## Task details
Recast every line of the records below as a JSON list of strings, one string per line, leaving out blank lines and the pictures.

## Data for the task
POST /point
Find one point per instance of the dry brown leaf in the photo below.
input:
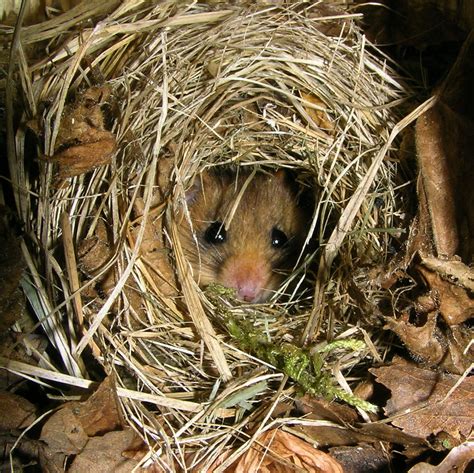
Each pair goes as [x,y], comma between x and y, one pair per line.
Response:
[425,342]
[276,451]
[101,412]
[104,454]
[63,434]
[420,403]
[82,143]
[12,301]
[451,283]
[83,158]
[460,459]
[21,413]
[69,430]
[444,140]
[319,114]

## The result
[
  "POST /point",
  "Find one point per instance of the dry brown leaf in the photo below.",
  "input:",
  "Each pair goes as [x,y], comma between x and y, one pair per line.",
  "Response:",
  "[425,342]",
  "[276,451]",
  "[101,412]",
  "[104,454]",
  "[63,434]",
  "[420,403]",
  "[82,143]",
  "[12,301]",
  "[451,283]",
  "[83,158]",
  "[460,459]",
  "[21,413]",
  "[69,430]",
  "[444,140]",
  "[319,114]"
]